● SUPPLIED TEXT
* * *
Nausea comes out of nowhere, hits me like a ton of bricks, stops me dead in my tracks and sends me straight to a dark room to lay down in the fetal position and pray that I just fall asleep.
My boyfriend is out of town on a guy’s trip this weekend, which he desperately needed after how hard he works. Last night, I decided to venture outside the safety of the 4 walls of my house alone and see the movie “A Wrinkle in Time” at an AMC Dine-In Theater. I order a Sprite and pretzel bites and settle into the comfy recliner seat.
About one quarter into the movie and the nausea hits just like I described above. I absolutely panicked – probably not the best response but it happened. If I needed to leave in the middle of the movie, I would need to figure out how to pay my bill early since they bring the bill at the end of the movie. Most importantly, would I be able to get home? Sometimes nausea is so bad that I can barely walk to my bedroom let alone walk to my car and drive home in the rain. Since I was sitting in a section of two recliners next to each other and no one sitting next to me, I laid down across them and felt weird about it, but I didn’t have another choice. Another thing that didn’t help was the nature of the movie, “A Wrinkle in Time”. It’s a fantasy where they travel through time and the universe and at times felt like a bit of an acid trip (if I knew what that felt like). So no fault to the movie 🎥 (as it was the nature of the film), but it made my nausea even worse with the weird camera angles, crazy colors and “fun house effect”. I fought through, watched the movie to completion and enjoyed it the best I could. I was thankfully able to drive home. I tried to eat some rice, but I just resigned myself to go to bed and willed myself to sleep so the pain would go away. The lack of sleep 💤 over the past few weeks has caught up with me and made me sick, but I’m happy to report I think I got 8 hours of sleep for the first time since I can remember. I usually have trouble sleeping when my boyfriend is away, but the exhaustion won this time 🙌🏻🙌🏻🙌🏻🙌🏻!
* * *
(Point localization data)
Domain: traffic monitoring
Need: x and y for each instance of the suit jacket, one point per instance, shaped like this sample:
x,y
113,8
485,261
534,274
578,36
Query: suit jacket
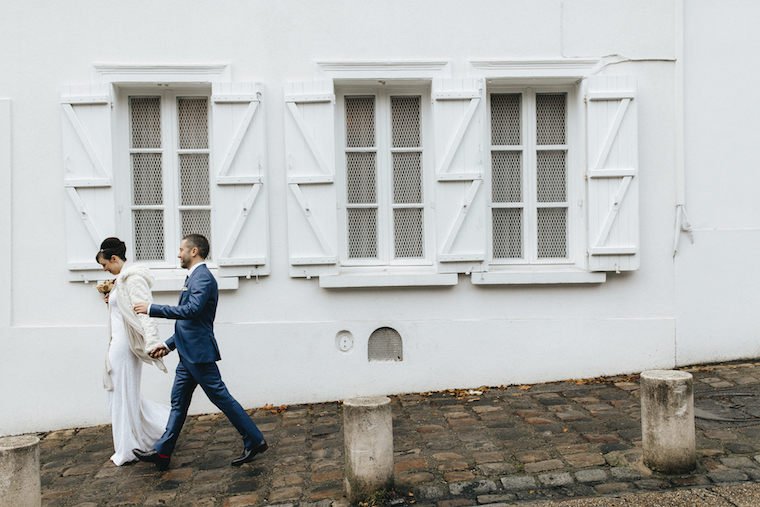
x,y
194,330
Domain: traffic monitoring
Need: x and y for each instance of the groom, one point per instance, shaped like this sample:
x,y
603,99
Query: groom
x,y
198,352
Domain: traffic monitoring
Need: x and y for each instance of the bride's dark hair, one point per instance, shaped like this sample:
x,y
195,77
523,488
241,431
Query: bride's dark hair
x,y
110,247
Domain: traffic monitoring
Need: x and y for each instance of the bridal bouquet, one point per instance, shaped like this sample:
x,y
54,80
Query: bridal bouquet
x,y
105,287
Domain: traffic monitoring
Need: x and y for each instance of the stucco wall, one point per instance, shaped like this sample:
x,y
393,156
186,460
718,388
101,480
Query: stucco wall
x,y
277,334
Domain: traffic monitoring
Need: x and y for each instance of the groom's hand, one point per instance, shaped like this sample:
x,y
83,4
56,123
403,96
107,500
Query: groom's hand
x,y
158,352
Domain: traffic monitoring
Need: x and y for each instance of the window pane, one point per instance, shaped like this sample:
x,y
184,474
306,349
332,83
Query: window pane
x,y
405,121
192,115
196,222
360,122
505,119
407,178
550,176
145,115
361,182
408,232
550,118
147,179
149,235
506,176
193,178
552,232
507,233
362,233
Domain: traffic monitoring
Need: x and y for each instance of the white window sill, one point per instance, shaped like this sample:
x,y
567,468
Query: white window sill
x,y
542,277
390,278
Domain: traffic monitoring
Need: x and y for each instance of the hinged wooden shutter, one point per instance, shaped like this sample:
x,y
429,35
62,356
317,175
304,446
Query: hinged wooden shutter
x,y
612,173
310,161
90,211
240,217
458,116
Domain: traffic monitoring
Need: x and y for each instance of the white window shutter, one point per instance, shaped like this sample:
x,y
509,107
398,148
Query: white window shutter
x,y
240,217
458,114
310,159
612,173
90,211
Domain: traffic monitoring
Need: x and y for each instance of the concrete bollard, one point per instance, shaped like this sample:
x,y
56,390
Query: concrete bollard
x,y
20,471
368,441
667,421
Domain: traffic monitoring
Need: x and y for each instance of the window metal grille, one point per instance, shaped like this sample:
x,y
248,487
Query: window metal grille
x,y
506,120
406,156
170,176
147,179
196,222
145,131
550,118
192,116
193,179
362,233
385,344
552,232
529,176
507,233
405,119
408,228
384,177
506,176
550,176
149,234
361,178
360,122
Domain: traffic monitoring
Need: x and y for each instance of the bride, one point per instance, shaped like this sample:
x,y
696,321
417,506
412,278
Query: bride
x,y
136,423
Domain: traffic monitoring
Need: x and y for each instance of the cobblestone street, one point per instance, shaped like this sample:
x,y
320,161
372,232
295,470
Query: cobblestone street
x,y
515,444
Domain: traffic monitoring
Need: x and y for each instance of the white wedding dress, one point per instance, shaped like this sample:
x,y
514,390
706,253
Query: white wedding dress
x,y
136,423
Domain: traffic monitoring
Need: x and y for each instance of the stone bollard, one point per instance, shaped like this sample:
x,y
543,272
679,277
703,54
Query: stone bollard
x,y
667,421
20,471
368,441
* * *
● WHAT YOU NEED TO DO
1. In the nausea account, what did the writer order at the theater?
2. Extend the nausea account with a few more paragraphs that pick up right after its last sentence.

● WRITTEN RESPONSES
1. A Sprite and pretzel bites.

2.
I want to touch on this briefly and expound on it later. It is a true testament to my boyfriend that his absence is felt when he is away. My boyfriend works two jobs, has a full time job taking care of me as well as our dogs and house. He has become my rock, and I depend on him, yet I do try to salvage every piece of my independence left and thankfully he supports that. Like I said earlier, his guys’ trip was very overdue and much deserved. But selfishly, I always worry while he is out of town for a few nights for not only his safety but my own. I also don’t like being home alone in a house overnight. I grew up in a law enforcement family as well as value the importance of companionship and the buddy system – can you blame me 🤔?
My condition is very unpredictable, especially with my medication and treatments on the blink, and being home alone with him five hours away when my health takes a nasty turn is a very real possibility and fear of mine (whether irrational or not). I have been dizzy due to medication withdrawal symptoms and have to make sure I don’t fall in the shower. Luckily, I have those no-slip mats. Then, there are our two sweet, hyper puppies. If I am feeling miserable, I have to muster up every ounce of energy to make sure they are fed, have water, pen/crate area is clean and they are taken outside. Another concern is my back. Sometimes I can’t lift them let alone bend over because of an old back injury and don’t want my back to seize.
I honestly feel kind of pathetic saying this but it is true. There are days, like today, where I barely have the energy to go to the kitchen to make breakfast let alone get cleaned up. My boyfriend always helps me and gets me motivated. I also value some semblance of a routine as it keeps me sane, and I look forward to our nightly dinner and catching up on TV shows.
In conclusion, I do LOVE having “me” time and him having “guy” time. That’s healthy and a part of life. But when he is out of state, even if it’s for a few days, I feel like a piece of me is missing and just fear of something going wrong without my support system slips out. Each and every day I have a game plan for fibromyalgia, which usually includes reinforcements and a support system nearby if things go sideways.
Have any of you felt that way? Am I alone is this feeling? Is that a crazy way to feel?